Excerpts of location labeling data
--------

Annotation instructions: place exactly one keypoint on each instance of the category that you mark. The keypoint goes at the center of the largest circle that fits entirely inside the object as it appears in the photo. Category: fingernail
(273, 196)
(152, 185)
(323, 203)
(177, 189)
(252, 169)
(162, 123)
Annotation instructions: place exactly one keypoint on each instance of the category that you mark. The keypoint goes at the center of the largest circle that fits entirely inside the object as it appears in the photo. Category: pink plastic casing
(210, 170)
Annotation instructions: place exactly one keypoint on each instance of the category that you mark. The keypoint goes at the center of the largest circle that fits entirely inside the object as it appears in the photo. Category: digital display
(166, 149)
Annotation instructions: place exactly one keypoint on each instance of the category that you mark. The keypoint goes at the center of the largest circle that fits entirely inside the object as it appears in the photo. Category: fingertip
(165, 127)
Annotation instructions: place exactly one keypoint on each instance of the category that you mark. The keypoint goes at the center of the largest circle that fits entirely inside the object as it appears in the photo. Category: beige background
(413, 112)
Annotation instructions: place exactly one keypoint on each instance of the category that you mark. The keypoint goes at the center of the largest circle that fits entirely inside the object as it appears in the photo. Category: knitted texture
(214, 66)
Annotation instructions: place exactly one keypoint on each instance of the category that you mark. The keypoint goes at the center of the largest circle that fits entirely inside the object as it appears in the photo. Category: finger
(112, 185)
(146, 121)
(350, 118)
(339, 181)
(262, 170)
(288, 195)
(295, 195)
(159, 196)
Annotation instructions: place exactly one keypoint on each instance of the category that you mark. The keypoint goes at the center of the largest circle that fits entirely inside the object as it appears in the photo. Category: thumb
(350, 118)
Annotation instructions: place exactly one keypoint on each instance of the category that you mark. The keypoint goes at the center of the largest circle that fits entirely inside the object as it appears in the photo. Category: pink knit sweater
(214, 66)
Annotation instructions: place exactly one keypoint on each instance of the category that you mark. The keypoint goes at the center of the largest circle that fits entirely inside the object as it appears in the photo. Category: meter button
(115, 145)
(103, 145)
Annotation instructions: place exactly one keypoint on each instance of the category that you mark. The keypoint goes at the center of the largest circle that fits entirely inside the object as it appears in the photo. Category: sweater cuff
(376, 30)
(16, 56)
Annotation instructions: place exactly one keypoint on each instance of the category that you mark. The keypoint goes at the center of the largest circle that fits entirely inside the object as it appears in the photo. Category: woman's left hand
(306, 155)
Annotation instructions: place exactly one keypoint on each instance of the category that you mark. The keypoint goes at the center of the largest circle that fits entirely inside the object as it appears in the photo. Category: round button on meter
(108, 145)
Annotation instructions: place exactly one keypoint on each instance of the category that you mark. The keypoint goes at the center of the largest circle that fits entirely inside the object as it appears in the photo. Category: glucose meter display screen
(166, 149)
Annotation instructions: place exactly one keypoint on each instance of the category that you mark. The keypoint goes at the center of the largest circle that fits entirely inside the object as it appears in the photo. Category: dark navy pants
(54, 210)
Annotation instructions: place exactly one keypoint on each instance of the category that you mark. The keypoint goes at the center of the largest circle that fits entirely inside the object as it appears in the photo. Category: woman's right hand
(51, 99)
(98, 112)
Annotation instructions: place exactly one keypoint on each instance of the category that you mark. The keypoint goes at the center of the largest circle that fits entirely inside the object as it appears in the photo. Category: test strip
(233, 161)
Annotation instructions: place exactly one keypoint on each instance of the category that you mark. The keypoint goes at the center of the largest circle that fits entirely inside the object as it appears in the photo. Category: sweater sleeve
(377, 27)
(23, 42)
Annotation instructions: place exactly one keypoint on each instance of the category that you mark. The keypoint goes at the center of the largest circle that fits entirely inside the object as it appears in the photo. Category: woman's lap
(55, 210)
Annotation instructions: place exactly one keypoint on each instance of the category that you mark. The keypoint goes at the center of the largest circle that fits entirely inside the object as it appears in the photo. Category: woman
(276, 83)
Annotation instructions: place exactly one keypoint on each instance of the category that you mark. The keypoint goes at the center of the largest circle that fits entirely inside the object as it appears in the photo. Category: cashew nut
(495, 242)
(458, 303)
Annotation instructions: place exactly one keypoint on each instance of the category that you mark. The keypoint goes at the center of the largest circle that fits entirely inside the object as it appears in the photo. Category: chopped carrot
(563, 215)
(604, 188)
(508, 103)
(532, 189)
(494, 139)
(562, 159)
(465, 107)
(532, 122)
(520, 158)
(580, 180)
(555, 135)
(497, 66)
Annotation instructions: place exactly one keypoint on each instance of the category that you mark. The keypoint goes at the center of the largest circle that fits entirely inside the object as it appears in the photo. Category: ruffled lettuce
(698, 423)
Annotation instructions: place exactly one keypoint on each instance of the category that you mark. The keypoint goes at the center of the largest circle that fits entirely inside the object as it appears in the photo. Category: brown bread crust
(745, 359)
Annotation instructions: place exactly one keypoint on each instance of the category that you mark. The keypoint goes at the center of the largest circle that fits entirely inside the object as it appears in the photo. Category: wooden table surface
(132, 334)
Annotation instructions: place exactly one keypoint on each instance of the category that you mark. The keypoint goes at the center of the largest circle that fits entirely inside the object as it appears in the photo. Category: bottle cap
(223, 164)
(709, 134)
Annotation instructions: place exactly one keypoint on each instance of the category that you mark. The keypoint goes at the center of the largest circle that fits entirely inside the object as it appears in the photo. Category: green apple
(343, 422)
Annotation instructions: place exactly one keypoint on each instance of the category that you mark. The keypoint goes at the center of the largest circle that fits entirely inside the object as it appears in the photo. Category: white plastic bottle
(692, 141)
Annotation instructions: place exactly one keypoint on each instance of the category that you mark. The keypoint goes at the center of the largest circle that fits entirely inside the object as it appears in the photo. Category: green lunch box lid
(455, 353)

--------

#### WHAT TO WORK ON
Copy out all the entries shown above, character for character.

#### REPLY TO THE EXERCISE
Annotation instructions: place exactly one keypoint on each instance of the category that you mark. The keypoint goes at the center of the largest circle that fits entirely inside the object as it appears in the photo. Category: fingernail
(273, 196)
(152, 185)
(323, 203)
(177, 189)
(252, 169)
(162, 123)
Annotation instructions: place exactly one keypoint on each instance of the category that you mark. The keypoint goes at the center of the largest circle that fits entirely inside the object as it appears in the photo. Category: pink plastic casing
(210, 170)
Annotation instructions: place exactly one keypoint on each instance of the category that you mark. The keypoint goes at the center of the largest circle that fits entirely inside the object as it appears in the photo. Category: digital display
(166, 149)
Annotation instructions: place exactly one keypoint on each instance of the category that you mark. The keypoint goes at the center of the largest circle that fits entirely inside the object as it appears in the photo. Category: fingertip
(165, 127)
Annotation instructions: place exactly one keypoint on each instance of the category that you mark. The keypoint goes at the center of the largest circle that fits entirely inside the object as it appears in the photo. Category: beige background
(413, 112)
Annotation instructions: place exactly one keypoint on each instance of the category that you mark. The keypoint goes at the center of the largest circle that fits entirely inside the object as it appears in the photo. Category: knitted texture
(214, 66)
Annotation instructions: place exactly one keypoint on each instance of the category that you mark. The keypoint goes at the center of the largest circle that fits entirely inside the object as it appears in the photo. Category: finger
(112, 185)
(146, 121)
(350, 118)
(339, 181)
(262, 170)
(288, 195)
(295, 195)
(159, 196)
Annotation instructions: place exactly one keypoint on each instance of the category that you mark. The keypoint goes at the center of the largest circle that fits entirely inside the object as it appears in the photo. Category: thumb
(350, 118)
Annotation instructions: place exactly one keypoint on each instance of the category that you mark. The keypoint goes at the center of the largest circle that fits entirely inside the object as it appears in the photo. Category: pink knit sweater
(214, 66)
Annotation instructions: place exactly one keypoint on each instance of the category that you mark. The keypoint goes at the center of the largest circle that fits entirely inside the object as it appears in the photo. Category: meter button
(115, 145)
(103, 145)
Annotation instructions: place exactly one keypoint on each instance of the category that you mark. The keypoint goes at the center of the largest circle that fits entirely inside the object as it appears in the photo. Category: sweater cuff
(376, 30)
(16, 56)
Annotation instructions: place exactly one keypoint on each instance of the category that you mark. The keypoint goes at the center of the largest circle that fits entirely inside the object as it appears in the photo. Category: woman's left hand
(306, 155)
Annotation instructions: place exactly one keypoint on each instance of the category that you mark. The keypoint goes at the center of the largest circle that fits entirely inside the object as it appears in the photo. Category: round button on meter
(108, 145)
Annotation instructions: place exactly one keypoint on each instance of the category that you mark. The keypoint goes at the center of the largest circle that fits entirely inside the object as it appears in the photo. Category: glucose meter display screen
(166, 149)
Annotation instructions: place exactly one keypoint on each instance of the category that you mark. The keypoint goes at the center of the largest circle that fits entirely inside the object as it appears in the photo. Category: dark navy pants
(54, 210)
Annotation instructions: place exactly one keypoint on each instance of the category that you mark. The keypoint goes at the center of the largest circle that fits entirely inside the object as it appears in the photo. Category: woman's right hand
(51, 99)
(98, 112)
Annotation instructions: place exactly one keypoint on each instance of the category that you mark. The keypoint goes at the center of the largest circle that fits entirely inside the object as it appears in the photo. Category: test strip
(233, 161)
Annotation instructions: place exactly one keypoint on each instance of the category that you mark. The keypoint goes at the center of the largest circle that fits entirely inside the object as it appears in the photo. Category: sweater sleeve
(377, 27)
(23, 42)
Annotation instructions: place exactly one keypoint on each instance of the category that you mark. The keypoint goes at the center of the largest circle that fits entirely inside the object as it appears in the photo. Category: woman's lap
(55, 210)
Annotation instructions: place exactly one keypoint on each instance of the category that you mark. The keypoint goes at the center of the largest circle that fits entirely inside the object as it appears in the photo. Category: woman
(276, 83)
Annotation instructions: place exactly one keypoint on each instance of the category that you mark. The keypoint goes at the center of the largest circle that fits entirely inside the object as it appears in the photo. Category: cashew nut
(495, 242)
(458, 303)
Annotation instructions: place exactly one keypoint on each instance of the category that you mark. The keypoint goes at the center of the largest circle that fits entirely inside the object as it appears in the photo. Category: chopped carrot
(563, 215)
(604, 188)
(508, 103)
(532, 189)
(494, 139)
(562, 159)
(465, 107)
(532, 122)
(520, 158)
(580, 180)
(555, 135)
(497, 66)
Annotation instructions: place exactly one keypoint on each instance of the category that you mark. The keypoint goes at the center of the largest circle that fits entirely inside the object as it appears in the photo. Category: ruffled lettuce
(698, 423)
Annotation instructions: place exactly one keypoint on each instance of the category that you mark. The keypoint goes at the center of the largest circle that fits entirely inside the object as it appears in the photo. Category: brown bread crust
(745, 359)
Annotation instructions: place exactly one keypoint on each instance of the category that you mark. The keypoint goes at the center of the largest circle that fits entirely inside the object as it appears in the photo. Category: wooden table surface
(132, 334)
Annotation instructions: place exactly one keypoint on each instance of the category that you mark. The keypoint goes at the center of the largest circle that fits entirely inside the object as it appears in the photo. Category: bottle cap
(223, 164)
(709, 134)
Annotation instructions: place exactly one keypoint on each instance of the category that you mark. The keypoint goes at the center of the largest circle that fits entirely inside the object as it appears in the photo. Category: green apple
(343, 422)
Annotation instructions: place exactly one keypoint on each instance of the category that you mark. The keypoint goes at the center of the largest circle that fits entirely inside the object as it appears in the photo. Category: white plastic bottle
(692, 141)
Annotation instructions: place exactly one keypoint on each instance of the category that you mark. The keypoint goes at the center of the largest circle that fits entirely inside the object as it appears in the photo. Category: green lunch box lid
(455, 353)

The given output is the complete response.